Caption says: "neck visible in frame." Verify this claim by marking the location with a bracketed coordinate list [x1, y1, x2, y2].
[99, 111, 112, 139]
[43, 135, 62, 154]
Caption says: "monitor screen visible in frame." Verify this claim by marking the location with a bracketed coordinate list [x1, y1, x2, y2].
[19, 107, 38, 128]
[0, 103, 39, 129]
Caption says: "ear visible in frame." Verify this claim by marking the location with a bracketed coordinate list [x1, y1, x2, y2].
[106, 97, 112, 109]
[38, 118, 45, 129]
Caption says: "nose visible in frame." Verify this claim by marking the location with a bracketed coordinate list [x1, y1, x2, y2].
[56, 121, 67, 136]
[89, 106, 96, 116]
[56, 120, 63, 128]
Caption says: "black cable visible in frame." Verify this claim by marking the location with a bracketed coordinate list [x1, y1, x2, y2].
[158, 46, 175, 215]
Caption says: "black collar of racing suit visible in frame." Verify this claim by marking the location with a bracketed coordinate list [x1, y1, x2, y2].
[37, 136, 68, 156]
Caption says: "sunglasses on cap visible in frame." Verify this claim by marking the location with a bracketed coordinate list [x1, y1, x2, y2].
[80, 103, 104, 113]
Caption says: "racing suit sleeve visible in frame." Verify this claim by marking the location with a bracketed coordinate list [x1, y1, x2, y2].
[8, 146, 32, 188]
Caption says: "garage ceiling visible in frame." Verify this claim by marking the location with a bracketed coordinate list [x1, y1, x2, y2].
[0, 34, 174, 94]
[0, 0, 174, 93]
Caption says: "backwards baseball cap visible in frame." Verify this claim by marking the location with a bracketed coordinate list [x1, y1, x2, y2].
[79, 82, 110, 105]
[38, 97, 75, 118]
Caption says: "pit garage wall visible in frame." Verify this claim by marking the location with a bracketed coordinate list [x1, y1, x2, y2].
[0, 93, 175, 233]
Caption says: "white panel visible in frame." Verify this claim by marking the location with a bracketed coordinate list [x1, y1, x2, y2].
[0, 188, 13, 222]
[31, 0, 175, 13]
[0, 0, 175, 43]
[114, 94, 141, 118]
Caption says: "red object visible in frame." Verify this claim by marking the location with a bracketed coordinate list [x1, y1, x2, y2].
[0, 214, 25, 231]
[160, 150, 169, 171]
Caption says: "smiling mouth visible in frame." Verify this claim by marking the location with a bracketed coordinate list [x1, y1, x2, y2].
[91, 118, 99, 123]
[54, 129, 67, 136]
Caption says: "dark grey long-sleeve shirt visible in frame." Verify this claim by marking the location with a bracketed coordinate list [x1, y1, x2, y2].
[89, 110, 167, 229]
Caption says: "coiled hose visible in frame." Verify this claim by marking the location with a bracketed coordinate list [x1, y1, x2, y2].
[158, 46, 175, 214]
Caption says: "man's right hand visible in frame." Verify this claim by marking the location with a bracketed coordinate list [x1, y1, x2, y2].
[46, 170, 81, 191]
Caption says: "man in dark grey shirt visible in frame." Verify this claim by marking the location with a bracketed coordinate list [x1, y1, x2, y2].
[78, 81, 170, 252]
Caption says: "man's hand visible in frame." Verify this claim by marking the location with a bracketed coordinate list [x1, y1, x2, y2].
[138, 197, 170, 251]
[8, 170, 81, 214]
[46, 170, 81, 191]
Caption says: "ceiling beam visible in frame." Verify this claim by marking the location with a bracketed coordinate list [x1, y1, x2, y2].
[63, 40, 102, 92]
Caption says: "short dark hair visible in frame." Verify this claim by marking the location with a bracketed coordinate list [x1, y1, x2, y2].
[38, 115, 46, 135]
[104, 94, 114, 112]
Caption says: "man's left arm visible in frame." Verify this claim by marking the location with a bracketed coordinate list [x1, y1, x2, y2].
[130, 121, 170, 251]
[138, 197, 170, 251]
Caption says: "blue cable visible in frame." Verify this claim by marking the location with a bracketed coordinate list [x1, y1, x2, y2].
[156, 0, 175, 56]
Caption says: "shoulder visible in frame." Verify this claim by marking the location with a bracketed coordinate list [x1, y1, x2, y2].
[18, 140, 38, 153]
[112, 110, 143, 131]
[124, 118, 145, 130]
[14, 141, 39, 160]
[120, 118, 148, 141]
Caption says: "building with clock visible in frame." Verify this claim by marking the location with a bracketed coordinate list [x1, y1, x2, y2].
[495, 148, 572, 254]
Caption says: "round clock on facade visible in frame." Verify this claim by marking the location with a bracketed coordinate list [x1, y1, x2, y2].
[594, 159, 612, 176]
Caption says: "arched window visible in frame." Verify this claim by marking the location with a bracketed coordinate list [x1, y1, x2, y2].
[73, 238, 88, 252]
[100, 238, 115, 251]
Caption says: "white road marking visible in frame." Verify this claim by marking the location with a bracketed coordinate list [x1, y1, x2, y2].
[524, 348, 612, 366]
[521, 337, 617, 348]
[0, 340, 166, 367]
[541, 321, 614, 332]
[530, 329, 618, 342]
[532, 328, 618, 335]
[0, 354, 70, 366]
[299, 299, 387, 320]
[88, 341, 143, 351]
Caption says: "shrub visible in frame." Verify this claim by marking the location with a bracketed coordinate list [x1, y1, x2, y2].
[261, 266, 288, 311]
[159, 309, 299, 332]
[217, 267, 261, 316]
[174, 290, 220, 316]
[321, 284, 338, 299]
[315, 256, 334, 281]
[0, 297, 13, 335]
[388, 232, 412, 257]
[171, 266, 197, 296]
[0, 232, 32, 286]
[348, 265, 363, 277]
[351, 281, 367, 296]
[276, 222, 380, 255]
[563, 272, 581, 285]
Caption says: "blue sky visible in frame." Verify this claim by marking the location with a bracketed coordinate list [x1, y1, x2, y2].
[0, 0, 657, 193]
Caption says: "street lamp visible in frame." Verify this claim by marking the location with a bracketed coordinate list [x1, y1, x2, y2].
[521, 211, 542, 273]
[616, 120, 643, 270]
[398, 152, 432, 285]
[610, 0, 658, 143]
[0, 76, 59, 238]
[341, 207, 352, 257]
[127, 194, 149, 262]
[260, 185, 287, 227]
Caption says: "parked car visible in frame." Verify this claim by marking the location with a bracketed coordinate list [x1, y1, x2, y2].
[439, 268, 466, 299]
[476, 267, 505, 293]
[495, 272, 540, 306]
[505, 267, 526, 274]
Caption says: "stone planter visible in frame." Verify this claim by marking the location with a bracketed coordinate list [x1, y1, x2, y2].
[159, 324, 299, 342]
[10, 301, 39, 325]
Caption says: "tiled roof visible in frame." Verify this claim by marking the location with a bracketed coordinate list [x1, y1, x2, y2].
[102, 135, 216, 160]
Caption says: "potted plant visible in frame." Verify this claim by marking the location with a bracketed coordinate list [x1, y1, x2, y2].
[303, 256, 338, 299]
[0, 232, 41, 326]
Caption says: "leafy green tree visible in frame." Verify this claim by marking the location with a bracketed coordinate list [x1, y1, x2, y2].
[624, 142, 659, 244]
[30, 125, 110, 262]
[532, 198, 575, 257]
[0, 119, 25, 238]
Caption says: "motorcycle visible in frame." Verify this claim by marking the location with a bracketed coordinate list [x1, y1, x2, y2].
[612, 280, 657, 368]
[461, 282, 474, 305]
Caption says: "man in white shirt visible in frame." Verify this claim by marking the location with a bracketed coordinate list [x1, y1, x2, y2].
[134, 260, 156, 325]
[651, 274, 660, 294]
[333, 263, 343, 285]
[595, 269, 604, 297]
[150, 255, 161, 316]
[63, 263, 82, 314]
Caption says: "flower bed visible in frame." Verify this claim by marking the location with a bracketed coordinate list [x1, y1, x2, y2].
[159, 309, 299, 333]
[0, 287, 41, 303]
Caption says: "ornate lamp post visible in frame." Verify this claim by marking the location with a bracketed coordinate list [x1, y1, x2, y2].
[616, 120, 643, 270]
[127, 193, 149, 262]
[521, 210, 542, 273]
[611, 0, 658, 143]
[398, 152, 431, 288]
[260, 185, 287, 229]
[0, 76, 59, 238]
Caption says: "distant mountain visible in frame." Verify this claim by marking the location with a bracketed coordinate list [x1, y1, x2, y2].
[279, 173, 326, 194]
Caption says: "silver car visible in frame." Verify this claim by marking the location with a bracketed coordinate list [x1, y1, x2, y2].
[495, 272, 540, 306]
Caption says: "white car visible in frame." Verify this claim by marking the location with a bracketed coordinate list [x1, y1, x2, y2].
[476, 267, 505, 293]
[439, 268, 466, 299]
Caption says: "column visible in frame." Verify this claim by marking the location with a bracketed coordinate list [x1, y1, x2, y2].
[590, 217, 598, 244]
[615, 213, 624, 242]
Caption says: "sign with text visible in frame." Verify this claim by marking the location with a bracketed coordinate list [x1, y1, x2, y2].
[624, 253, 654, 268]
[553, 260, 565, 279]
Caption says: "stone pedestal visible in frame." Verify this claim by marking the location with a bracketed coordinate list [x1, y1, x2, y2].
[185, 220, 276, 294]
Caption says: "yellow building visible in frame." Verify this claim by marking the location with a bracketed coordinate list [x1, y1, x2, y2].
^^^^
**PROBLEM TO WORK ON**
Nothing but the lines from the one that contains "pedestal visible in" through the end of the data above should appear, each reproduced exactly.

**RESPONSE AREA**
Caption says: "stone pedestal visible in frame." Verify this claim by marking the location with a bracketed coordinate list [x1, y1, x2, y2].
[185, 220, 276, 294]
Caption says: "yellow building visible in frame." Verify this claim by marking the location with a bracketed coordinate list [x1, y1, x2, y2].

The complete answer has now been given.